À FAIRE:
• A. D'après l'extrait sur le Pere, quel texte a créé ce plan ?
• B. Selon l'extrait sur le Pere, de quelles façons ce plan peut-il être mis en place dans une entreprise ? Donnez-les toutes.
• C. Prolongez l'extrait sur le Pere à partir de sa dernière phrase.

EXTRAIT:
---
En quelque sorte, les régimes de retraite à cotisations définies permettaient aux salariés jusqu’en 2003, de constituer une épargne retraite « subie », qu’il n’était pas possible de compléter par des versements volontaires. C’est pourquoi, le législateur de 2003 a créé un nouveau mécanisme de retraite supplémentaire : le Pere, qui comme le Perco, est un système contractuel mixte (§1) mais qui n’a pas complètement séduit du fait de ses nombreuses contraintes (§2).

§ 1) Le Pere : Un système contractuel mixte

Le Pere emprunte ces caractéristiques à la fois aux régimes à cotisations définies, dont il constitue une variante (A) mais également à un nouvel outil d’épargne retraite individuelle créé en 2003 : le Plan d’Epargne Retraite Populaire (Perp) (B).

A/ Le Pere : un dispositif qui reprend les principales caractéristiques des régimes à cotisations définies

La mise en place d’un Pere répond aux mêmes exigences que celles d’un régime à cotisations définies (1). L’accès au dispositif et son financement possèdent également des traits communs avec ce qui est pratiqué dans les contrats « article 83 » (2).

1. Des modalités de mise en place similaires à celles d’un régime à cotisations définies

L’article 111.1 de la loi du 21 août 2003, portant réforme des retraites, a créé une nouvelle forme de contrat retraite collectif, que la pratique a rapidement appelé Plan d’Epargne Retraite d’Entreprise (Pere). Ce plan n’est pas à proprement un nouveau dispositif, mais plutôt un sous-ensemble des contrats à cotisations définies, auquel a été ajouté un cadre de déductibilité fiscale calqué sur le modèle du Perp. Ce nouveau régime reprend en partie les mêmes modalités de mise en place que les contrats de retraite supplémentaire à cotisations définies.

En effet, la mise en place du Pere, comme celle d’un contrat à cotisations définies, est facultative et relève de l’initiative de l’employeur. Elle doit aussi impérativement s’effectuer selon l’une des modalités prévues à l’article L. 911-1 du Code de la Sécurité sociale.
Le Pere, comme un régime de retraite supplémentaire classique, peut être mis en place soit par convention ou accord collectif négocié avec les représentants du personnel, soit par référendum ratifié à la majorité des salariés concernés et qui fait suite à un projet proposé par le chef d’entreprise, ou encore par décision unilatérale de l’employeur, à condition que celle-ci soit constatée par un écrit remis à chaque intéressé.
Par ailleurs, dans le même esprit que les régimes de retraite supplémentaire « classiques », le Pere peut être créé soit à l’échelle de l’entreprise, si celle-ci a les moyens de créer son propre Pere, soit au niveau de plusieurs employeurs ou groupements d’employeurs, on parlera alors de Plan d’Epargne Retraite Interentreprises (Peri).
---
DONNÉES FOURNIES:
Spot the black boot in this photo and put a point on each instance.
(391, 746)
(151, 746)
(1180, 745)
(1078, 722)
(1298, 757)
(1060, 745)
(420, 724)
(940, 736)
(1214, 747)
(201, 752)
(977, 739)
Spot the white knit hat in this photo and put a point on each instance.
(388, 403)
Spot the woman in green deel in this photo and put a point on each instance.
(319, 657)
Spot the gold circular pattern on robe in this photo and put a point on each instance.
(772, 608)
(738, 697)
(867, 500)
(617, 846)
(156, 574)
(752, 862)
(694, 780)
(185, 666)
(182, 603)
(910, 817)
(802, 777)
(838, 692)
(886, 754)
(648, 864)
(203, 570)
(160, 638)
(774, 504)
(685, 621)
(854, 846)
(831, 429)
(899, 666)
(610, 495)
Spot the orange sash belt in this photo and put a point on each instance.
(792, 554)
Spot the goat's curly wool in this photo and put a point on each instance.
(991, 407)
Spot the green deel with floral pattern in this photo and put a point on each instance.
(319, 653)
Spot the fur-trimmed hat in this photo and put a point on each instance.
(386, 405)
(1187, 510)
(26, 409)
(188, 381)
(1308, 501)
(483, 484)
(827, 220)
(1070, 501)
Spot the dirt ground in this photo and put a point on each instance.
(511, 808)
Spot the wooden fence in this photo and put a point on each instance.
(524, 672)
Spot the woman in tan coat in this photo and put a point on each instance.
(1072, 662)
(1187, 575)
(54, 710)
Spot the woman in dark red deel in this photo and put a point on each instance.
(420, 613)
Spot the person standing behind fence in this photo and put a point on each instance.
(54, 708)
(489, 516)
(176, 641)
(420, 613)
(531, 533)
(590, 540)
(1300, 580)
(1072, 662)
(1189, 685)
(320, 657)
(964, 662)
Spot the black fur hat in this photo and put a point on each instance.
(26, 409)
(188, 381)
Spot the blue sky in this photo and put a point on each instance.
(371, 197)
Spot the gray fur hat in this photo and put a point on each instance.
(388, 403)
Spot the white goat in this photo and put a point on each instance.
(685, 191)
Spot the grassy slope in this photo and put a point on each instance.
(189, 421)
---
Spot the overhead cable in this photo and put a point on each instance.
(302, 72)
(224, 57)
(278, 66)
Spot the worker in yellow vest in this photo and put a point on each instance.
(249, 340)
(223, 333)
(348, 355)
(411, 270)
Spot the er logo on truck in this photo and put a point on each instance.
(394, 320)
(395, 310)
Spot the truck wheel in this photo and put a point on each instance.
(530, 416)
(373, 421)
---
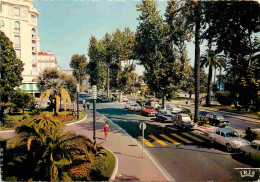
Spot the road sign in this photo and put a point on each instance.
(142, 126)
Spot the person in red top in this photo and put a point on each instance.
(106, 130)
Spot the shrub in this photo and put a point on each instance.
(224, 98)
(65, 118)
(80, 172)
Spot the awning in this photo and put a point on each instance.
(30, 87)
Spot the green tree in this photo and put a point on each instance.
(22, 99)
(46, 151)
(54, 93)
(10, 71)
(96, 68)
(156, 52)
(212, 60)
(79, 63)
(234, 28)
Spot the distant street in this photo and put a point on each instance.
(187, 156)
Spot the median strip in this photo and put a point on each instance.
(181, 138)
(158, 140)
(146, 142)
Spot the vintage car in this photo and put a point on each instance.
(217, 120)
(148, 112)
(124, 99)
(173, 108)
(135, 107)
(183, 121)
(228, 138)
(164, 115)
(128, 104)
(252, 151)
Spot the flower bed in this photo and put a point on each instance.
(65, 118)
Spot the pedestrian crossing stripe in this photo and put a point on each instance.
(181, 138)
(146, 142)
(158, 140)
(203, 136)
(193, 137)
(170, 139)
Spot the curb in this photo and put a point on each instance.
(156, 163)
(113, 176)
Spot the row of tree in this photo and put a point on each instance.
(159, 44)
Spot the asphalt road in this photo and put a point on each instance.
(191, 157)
---
RÉPONSES RÉDIGÉES:
• A. L'article 111.1 de la loi du 21 août 2003 portant réforme des retraites.

• B.
- Par convention ou accord collectif négocié avec les représentants du personnel.
- Par référendum ratifié à la majorité des salariés concernés, à la suite d'un projet proposé par le chef d'entreprise.
- Par décision unilatérale de l'employeur, constatée par un écrit remis à chaque intéressé.

• C.
Nous venons de le constater, la création d’un Pere peut relever de l’une des modalités de l’article L.911-1 du Code de la Sécurité sociale et dans ce cas, il s’agira d’un nouveau dispositif dit « intégré », mais l’entreprise peut aussi opter pour l’adjonction d’un « volet » Pere à un contrat « classique » de retraite supplémentaire à cotisations définies. Dans ce dernier cas, il s’agira non pas de créer un nouveau contrat, mais d’ajouter une possibilité supplémentaire à un dispositif antérieur, lequel demeurera inchangé. La contractualisation avec l’organisme assureur prend la forme d’un avenant au contrat « article 83 » en cours.

Le Pere et les contrats à cotisations définies partagent un autre point commun, découlant directement de leur mise en place : le caractère obligatoire de l’adhésion. En effet, à la différence du Plan d’Epargne Retraite Populaire que nous allons évoquer un peu plus loin dans nos développements, le Pere est un dispositif dont l’adhésion est obligatoire pour les bénéficiaires concernés, à savoir l’ensemble du personnel si son champ d’application est général, ou bien à une catégorie particulière de salariés si l’accord mettant en place le Pere en restreint son accès.
Quelle que soit la modalité de mise en place choisie par l’employeur, le Pere présente des caractéristiques très similaires à celles d’un contrat à cotisations définies classique.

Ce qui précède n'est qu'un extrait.